== Entries from a pointing dataset ==
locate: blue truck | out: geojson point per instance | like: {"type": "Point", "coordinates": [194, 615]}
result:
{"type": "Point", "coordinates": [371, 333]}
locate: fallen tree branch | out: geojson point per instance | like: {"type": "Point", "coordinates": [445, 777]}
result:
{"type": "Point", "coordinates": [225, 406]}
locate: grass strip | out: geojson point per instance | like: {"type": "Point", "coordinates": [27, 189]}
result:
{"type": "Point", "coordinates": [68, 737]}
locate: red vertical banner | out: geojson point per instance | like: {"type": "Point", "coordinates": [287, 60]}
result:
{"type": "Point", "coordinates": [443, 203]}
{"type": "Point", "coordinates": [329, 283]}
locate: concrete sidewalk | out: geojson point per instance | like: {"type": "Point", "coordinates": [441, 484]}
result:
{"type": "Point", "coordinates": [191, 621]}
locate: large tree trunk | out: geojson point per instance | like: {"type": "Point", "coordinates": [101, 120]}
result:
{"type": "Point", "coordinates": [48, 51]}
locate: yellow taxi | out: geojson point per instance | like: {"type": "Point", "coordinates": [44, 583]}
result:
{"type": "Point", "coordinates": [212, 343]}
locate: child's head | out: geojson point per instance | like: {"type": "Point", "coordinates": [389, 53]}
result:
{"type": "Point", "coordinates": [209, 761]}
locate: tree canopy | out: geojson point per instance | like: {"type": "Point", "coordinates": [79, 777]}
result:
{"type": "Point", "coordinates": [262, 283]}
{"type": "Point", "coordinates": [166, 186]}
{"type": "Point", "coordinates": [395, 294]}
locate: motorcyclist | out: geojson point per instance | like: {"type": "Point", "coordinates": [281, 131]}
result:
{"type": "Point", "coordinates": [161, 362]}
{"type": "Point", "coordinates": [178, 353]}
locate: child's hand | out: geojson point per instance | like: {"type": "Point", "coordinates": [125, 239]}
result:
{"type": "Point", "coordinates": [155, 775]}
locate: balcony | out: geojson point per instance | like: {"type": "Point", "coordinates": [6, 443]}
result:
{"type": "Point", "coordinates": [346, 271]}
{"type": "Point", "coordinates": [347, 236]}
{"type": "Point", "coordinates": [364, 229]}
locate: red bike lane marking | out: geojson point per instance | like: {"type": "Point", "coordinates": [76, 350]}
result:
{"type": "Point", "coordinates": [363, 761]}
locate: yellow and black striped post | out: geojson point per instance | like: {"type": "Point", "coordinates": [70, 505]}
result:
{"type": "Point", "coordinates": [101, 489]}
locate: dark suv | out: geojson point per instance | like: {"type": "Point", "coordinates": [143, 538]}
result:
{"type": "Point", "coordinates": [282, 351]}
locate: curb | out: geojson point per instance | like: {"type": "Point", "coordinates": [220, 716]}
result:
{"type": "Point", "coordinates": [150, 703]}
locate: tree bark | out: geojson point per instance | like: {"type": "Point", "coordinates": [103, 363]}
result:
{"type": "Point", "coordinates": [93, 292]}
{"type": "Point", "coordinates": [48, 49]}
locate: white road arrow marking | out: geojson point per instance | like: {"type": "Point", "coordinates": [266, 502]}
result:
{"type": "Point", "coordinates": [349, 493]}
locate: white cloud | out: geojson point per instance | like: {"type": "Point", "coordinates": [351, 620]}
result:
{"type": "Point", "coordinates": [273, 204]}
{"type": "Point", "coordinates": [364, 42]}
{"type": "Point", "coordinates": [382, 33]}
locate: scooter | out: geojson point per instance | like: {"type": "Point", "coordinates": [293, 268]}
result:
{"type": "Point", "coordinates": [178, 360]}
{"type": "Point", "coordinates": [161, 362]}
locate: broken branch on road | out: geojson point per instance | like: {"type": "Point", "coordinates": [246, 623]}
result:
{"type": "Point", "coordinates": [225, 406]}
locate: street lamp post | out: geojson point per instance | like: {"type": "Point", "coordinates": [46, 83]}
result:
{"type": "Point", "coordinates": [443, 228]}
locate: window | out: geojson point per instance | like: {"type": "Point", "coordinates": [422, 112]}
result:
---
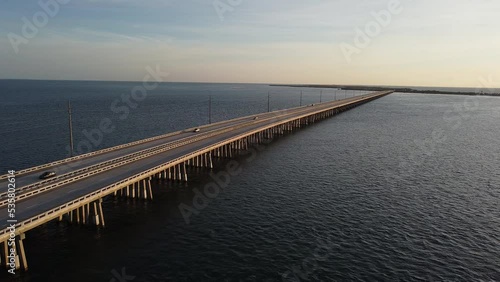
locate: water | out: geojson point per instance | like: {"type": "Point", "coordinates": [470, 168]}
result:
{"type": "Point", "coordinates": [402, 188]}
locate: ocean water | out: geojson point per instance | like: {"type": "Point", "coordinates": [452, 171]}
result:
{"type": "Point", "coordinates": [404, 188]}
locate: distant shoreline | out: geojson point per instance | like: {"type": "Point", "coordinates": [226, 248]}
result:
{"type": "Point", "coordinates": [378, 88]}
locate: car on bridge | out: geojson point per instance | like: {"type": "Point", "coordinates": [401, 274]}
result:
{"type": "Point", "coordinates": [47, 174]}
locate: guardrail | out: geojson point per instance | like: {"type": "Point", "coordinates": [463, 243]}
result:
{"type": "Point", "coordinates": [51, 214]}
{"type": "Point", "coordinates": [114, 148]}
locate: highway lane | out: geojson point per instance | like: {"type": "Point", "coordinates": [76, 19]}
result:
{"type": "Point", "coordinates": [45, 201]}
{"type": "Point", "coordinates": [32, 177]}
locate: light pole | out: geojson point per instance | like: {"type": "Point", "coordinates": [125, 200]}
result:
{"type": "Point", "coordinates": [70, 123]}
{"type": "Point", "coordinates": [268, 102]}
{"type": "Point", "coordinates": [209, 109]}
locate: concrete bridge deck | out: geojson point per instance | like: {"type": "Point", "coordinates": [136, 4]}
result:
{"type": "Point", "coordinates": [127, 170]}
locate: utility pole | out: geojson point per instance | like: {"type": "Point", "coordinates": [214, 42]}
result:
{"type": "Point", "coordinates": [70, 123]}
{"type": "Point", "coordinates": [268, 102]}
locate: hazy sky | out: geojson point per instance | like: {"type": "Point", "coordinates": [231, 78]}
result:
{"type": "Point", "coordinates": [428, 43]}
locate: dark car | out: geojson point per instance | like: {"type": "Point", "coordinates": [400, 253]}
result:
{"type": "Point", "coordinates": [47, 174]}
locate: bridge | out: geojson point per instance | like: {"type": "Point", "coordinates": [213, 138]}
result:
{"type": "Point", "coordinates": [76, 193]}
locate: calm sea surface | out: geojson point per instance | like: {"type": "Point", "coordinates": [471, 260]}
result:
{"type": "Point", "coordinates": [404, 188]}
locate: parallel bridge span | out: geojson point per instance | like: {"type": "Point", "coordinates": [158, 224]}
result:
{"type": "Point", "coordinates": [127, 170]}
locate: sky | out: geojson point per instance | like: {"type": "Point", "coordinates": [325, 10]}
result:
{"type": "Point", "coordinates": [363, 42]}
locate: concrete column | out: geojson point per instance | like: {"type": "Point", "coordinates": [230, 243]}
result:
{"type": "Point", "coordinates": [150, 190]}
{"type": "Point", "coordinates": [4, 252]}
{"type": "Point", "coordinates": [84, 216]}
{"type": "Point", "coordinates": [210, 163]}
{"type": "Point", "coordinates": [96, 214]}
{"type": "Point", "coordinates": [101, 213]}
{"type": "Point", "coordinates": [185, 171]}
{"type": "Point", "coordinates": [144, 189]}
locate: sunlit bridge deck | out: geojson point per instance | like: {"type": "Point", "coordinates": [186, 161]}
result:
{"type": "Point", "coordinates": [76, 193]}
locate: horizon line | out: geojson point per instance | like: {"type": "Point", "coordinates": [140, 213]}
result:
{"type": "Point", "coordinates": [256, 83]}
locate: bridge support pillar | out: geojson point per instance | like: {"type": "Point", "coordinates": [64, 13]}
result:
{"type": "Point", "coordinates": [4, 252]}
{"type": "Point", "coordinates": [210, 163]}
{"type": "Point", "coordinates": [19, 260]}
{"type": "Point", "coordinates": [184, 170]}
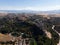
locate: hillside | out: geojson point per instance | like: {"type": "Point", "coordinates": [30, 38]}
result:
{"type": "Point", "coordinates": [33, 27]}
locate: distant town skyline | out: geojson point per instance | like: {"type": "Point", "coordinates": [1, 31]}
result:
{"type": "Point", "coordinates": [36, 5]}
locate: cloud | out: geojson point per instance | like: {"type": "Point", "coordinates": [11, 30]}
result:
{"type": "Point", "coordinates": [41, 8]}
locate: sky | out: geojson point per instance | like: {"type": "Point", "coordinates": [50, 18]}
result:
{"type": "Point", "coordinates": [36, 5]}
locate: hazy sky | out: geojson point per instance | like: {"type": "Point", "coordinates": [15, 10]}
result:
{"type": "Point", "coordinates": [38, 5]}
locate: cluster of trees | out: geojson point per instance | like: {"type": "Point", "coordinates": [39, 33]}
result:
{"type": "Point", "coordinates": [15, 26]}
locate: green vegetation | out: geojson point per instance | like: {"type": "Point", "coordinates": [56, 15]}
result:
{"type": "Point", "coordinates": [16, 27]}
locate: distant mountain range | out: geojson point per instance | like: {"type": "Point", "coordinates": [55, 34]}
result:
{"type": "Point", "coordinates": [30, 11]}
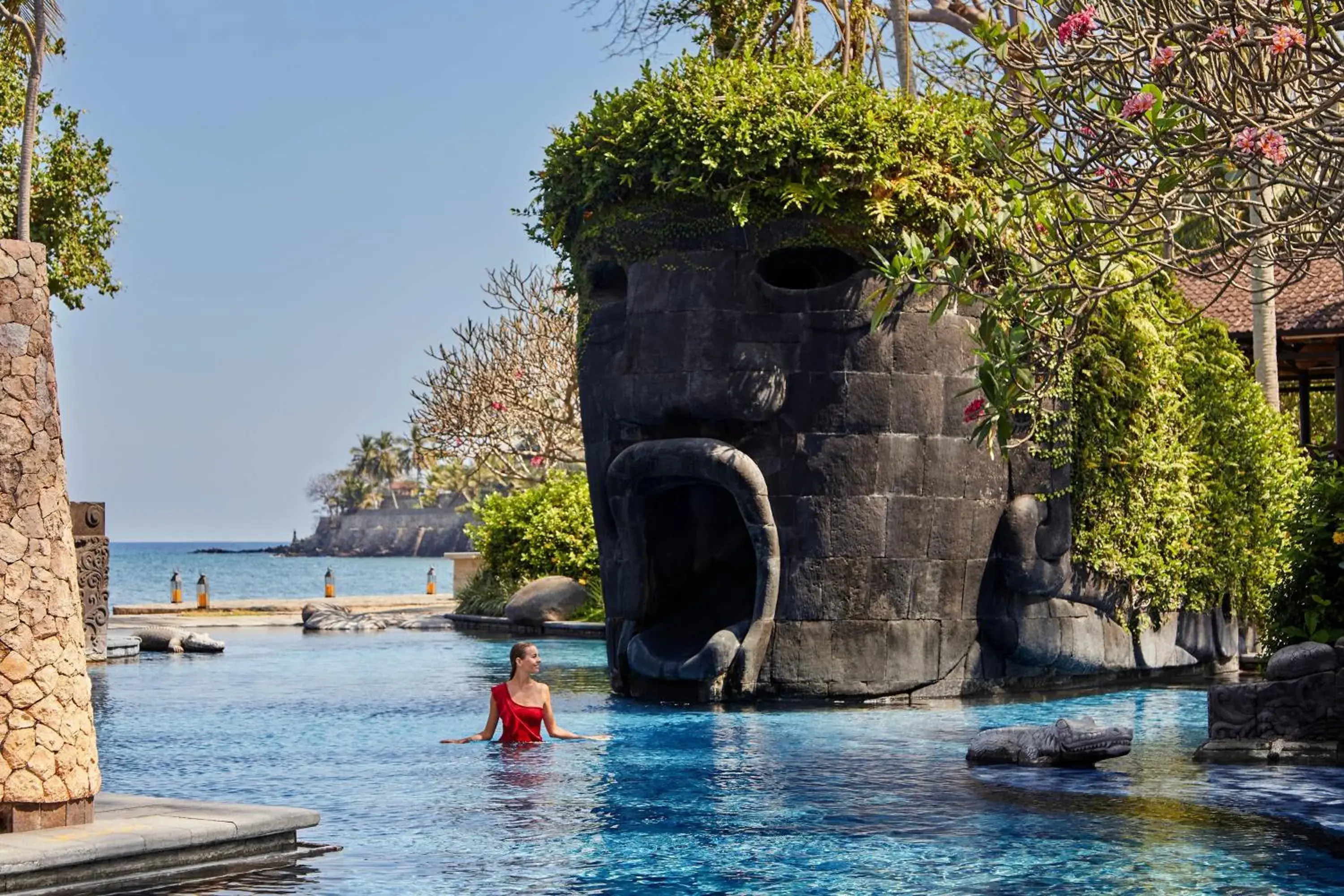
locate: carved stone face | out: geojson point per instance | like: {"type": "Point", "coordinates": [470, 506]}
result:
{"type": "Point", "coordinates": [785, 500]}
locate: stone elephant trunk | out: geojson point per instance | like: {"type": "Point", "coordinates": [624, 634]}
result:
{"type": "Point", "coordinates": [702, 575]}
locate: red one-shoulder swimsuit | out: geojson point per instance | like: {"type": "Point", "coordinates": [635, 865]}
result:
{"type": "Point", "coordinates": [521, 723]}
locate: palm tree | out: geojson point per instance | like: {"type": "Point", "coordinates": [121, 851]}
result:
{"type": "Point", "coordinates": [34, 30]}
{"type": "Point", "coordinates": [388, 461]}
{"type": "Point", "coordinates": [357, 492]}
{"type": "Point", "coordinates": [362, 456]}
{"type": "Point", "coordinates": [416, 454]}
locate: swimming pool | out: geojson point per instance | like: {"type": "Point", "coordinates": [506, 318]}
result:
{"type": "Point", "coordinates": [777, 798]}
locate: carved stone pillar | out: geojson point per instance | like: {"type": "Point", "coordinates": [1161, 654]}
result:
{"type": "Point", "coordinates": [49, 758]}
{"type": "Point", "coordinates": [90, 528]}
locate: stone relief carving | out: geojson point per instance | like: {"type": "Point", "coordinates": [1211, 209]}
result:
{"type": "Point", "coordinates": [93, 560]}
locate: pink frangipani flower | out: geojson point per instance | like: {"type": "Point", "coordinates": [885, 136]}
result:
* * *
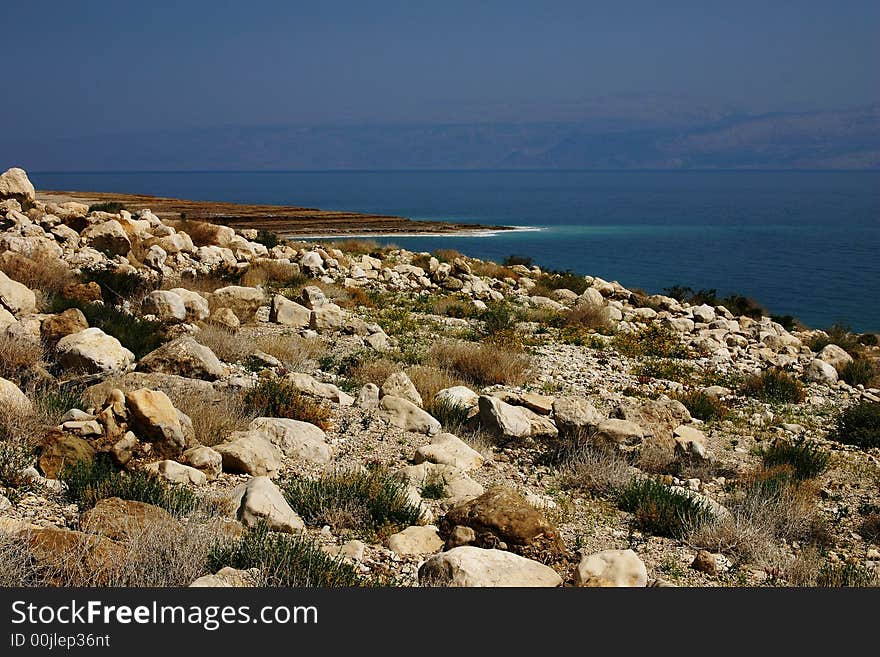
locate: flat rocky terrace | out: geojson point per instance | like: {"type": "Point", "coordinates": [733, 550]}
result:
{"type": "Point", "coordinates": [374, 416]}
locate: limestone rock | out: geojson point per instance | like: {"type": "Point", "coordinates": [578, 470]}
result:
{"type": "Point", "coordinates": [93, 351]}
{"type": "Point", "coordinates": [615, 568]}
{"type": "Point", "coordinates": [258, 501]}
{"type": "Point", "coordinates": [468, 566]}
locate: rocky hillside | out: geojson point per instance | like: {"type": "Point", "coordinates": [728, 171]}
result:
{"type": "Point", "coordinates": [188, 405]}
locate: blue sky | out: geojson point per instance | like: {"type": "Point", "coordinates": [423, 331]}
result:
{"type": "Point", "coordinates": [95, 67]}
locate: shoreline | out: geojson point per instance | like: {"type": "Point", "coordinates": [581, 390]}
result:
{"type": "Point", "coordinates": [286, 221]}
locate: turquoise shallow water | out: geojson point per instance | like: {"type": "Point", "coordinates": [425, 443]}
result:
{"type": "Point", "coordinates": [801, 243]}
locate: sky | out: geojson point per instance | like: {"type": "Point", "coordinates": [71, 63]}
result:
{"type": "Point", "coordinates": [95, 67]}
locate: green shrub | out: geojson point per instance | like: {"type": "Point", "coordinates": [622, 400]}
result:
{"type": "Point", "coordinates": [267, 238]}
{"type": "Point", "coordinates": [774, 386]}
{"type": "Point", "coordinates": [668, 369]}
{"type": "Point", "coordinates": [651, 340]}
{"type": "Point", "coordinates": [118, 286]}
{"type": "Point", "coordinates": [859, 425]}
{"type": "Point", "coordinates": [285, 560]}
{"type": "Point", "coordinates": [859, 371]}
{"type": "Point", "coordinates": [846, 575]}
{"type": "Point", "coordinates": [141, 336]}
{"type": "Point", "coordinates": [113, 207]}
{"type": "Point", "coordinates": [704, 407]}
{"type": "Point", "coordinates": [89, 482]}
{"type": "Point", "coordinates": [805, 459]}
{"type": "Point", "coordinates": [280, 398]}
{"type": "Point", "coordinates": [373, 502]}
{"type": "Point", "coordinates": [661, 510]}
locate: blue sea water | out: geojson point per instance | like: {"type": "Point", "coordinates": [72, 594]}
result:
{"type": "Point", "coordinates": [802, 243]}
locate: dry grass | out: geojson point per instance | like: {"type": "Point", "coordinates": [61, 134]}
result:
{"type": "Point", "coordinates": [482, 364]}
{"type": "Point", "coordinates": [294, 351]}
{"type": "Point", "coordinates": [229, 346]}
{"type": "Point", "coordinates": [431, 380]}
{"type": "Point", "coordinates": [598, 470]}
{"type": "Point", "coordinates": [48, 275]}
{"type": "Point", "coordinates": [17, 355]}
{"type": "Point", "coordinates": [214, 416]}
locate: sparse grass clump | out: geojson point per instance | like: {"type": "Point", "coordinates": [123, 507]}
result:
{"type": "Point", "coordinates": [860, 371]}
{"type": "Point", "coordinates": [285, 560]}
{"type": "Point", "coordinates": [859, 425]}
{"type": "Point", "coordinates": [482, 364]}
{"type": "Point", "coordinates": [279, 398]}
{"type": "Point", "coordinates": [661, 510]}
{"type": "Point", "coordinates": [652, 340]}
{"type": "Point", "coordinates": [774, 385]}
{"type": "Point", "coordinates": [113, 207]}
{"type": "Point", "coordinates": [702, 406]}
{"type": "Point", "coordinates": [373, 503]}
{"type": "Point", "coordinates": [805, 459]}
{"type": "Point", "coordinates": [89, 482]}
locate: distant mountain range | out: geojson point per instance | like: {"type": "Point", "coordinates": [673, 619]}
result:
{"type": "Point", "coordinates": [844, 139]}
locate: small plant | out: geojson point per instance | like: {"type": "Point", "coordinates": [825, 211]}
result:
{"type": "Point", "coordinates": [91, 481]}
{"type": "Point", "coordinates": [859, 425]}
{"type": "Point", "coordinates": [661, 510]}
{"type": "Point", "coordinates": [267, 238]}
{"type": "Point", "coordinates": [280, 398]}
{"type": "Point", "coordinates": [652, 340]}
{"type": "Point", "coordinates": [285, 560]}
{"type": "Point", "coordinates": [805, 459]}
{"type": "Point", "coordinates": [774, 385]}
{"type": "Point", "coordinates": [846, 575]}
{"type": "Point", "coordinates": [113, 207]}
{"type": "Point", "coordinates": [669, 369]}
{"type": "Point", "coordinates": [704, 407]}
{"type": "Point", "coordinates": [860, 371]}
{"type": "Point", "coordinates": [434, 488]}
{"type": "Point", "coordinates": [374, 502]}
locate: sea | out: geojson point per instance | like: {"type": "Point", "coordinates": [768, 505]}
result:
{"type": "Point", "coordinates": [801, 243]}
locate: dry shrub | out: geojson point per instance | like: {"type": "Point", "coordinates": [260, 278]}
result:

== Problem to solve ==
Gather every line of the data above that contains the string "dark", copying each one in full. Match case exactly.

== The response ==
locate: dark suv | out: geojson point per instance | like: {"type": "Point", "coordinates": [143, 538]}
locate: dark car | out: geojson point per instance | like: {"type": "Point", "coordinates": [400, 253]}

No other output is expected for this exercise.